▽

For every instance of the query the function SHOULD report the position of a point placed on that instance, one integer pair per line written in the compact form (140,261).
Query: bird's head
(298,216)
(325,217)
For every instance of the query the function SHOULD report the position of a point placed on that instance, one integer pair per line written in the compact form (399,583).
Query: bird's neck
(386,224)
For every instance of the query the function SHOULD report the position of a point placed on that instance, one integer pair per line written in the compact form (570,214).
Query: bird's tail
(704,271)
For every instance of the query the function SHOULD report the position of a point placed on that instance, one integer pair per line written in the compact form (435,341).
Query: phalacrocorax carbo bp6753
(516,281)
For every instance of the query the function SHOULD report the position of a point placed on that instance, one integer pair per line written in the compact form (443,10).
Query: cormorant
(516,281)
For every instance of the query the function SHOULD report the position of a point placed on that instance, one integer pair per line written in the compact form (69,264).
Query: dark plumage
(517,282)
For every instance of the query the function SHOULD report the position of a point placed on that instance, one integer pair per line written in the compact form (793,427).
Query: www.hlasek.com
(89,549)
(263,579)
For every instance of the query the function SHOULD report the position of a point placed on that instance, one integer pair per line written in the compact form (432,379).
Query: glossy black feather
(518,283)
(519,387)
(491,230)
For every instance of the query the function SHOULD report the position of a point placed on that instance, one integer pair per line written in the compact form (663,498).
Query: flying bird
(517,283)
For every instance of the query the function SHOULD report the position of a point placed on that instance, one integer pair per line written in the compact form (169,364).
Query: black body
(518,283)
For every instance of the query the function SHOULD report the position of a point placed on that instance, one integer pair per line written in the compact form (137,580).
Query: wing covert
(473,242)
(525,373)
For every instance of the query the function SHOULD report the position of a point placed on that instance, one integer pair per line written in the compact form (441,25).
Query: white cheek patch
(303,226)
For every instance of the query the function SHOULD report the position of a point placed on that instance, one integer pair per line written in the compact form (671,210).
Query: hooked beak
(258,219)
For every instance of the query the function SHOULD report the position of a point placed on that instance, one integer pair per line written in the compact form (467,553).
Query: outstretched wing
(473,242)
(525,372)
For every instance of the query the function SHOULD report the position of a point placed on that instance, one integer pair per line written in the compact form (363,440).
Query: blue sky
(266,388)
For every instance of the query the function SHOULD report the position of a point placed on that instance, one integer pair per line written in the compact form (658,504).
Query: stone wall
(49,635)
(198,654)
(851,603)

△

▸ Given exercise
Transcribe all of the data above verbatim, line for line, from the first line to the last.

▸ Task response
For every instance of the query the function SHOULD report the position of a point placed on that instance, one integer pair per line written in the compact form (140,261).
Query: bird's head
(298,216)
(325,217)
For every instance of the query the function SHOULD report the position of a point placed on that instance, one integer pair per line written in the compact form (399,583).
Query: bird's neck
(386,224)
For every instance of the query the function SHOULD report the position of a point placed on that instance, one integer pair per line written in the compact form (570,214).
Query: bird's tail
(704,271)
For every instance of the query the function SHOULD report the position of a point placed on that instance, one integer pair per line written in the compact form (435,341).
Query: phalacrocorax carbo bp6753
(516,281)
For every instance of the query the function SHOULD report the position of a point placed on that instance, one integer pair per line written in the compact form (443,10).
Query: cormorant
(516,281)
For every instance of the query the function SHOULD report the position of a point placed on that instance, one integer pair per line written in the compact form (69,264).
Query: dark plumage
(517,282)
For every instance of the query the function SHOULD report the position of a point placed on that instance, one integer pair per line written in the compact form (793,427).
Query: www.hlasek.com
(89,549)
(263,579)
For every instance of the query the function SHOULD report the position of a point placed on that instance, one integer pair per line written in the compact form (432,379).
Query: glossy black feather
(518,283)
(519,387)
(491,230)
For every instance of the query the function SHOULD report the position of a point placed on that instance, one integer pair per line written in the compact form (663,498).
Query: flying bird
(517,283)
For every instance of the query the function SHOULD report the position of a point placed on that instance, one integer pair per line written in the compact form (169,364).
Query: black body
(518,283)
For every instance of the query the function SHOULD report the position of a point placed on that instance, one integer pair per line written in the compact form (137,580).
Query: wing covert
(473,242)
(525,373)
For every instance of the query the function SHOULD report the position of a point placed on that instance, one integer pair per line written in the compact form (441,25).
Query: white cheek patch
(303,226)
For every instance of the query the function SHOULD report the position of a point placed on that instance, one integer pair per line written in the compact form (671,210).
Query: hooked beak
(258,219)
For every instance of the query the function SHOULD report the position of a point placed on that instance, one integer pair per line written in the compact form (467,553).
Query: outstretched wing
(473,242)
(525,372)
For every instance of the query the function SHOULD report the position of a point placed on that instance, one integer pair per line written in the compact form (363,440).
Query: blue sky
(266,388)
For every instance of the query the function SHOULD report the position of a point placed on that instance, one integer pair per line written in the compact form (658,504).
Query: stone wall
(49,635)
(198,654)
(851,603)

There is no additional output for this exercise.